━━━ Dataset extract ━━━

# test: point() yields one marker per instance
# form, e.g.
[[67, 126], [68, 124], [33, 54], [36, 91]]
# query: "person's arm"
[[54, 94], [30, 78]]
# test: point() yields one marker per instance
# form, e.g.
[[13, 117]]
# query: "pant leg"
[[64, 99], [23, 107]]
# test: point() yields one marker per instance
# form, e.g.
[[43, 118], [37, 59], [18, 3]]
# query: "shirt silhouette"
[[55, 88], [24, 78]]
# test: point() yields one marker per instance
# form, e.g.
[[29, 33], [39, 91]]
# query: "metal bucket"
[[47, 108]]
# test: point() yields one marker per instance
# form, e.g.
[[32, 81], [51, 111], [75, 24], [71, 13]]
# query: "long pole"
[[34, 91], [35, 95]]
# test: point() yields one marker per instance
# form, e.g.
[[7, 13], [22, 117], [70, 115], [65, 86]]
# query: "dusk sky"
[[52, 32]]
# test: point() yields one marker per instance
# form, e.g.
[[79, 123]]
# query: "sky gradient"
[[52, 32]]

━━━
━━━ Dataset extract ━━━

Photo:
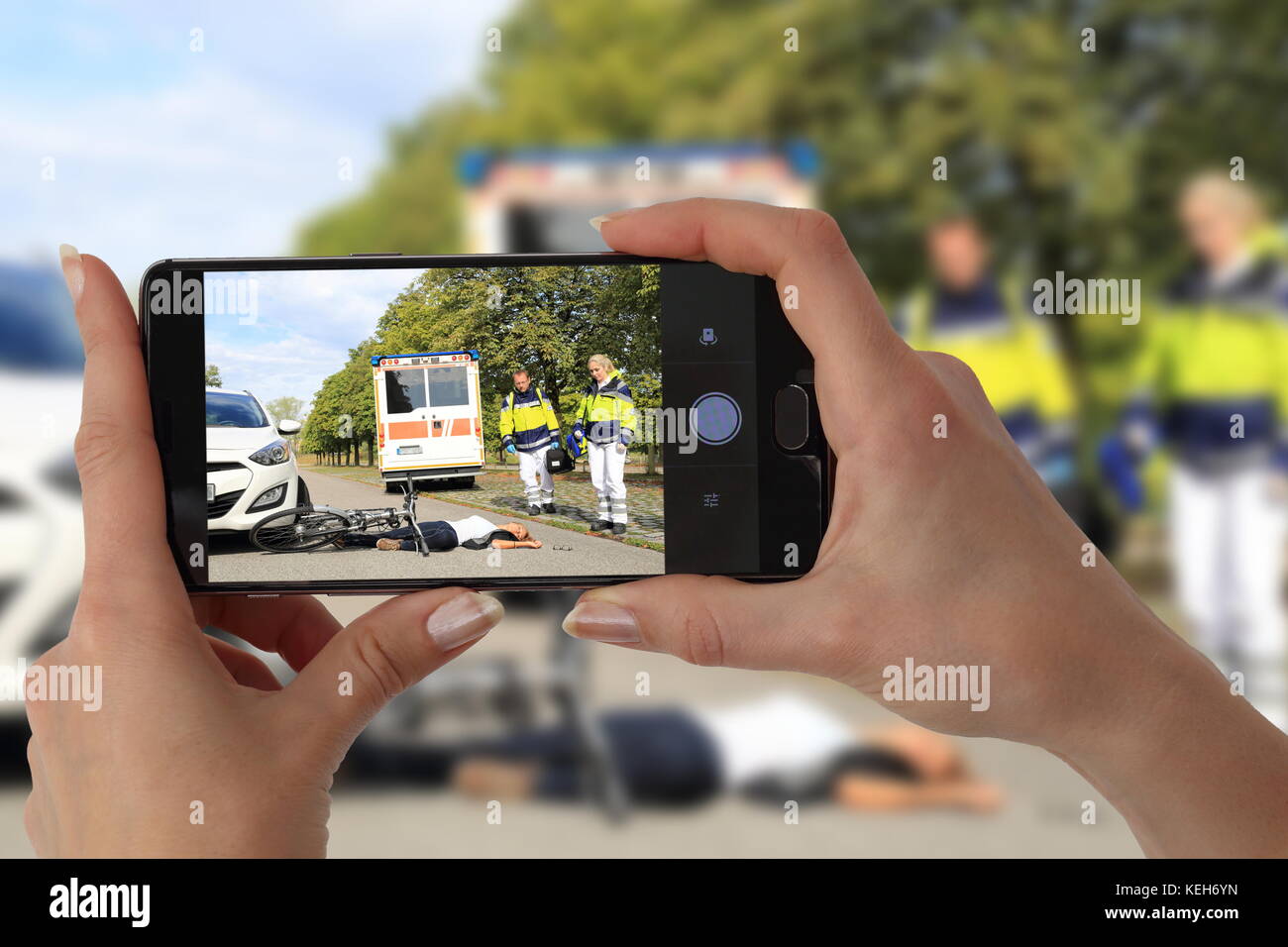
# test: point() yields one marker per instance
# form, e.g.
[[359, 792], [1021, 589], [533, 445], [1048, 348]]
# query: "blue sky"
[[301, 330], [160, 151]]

━━━

Set problem:
Count the lines in the items above that contain the string "query". Reply with the number only.

Response below:
8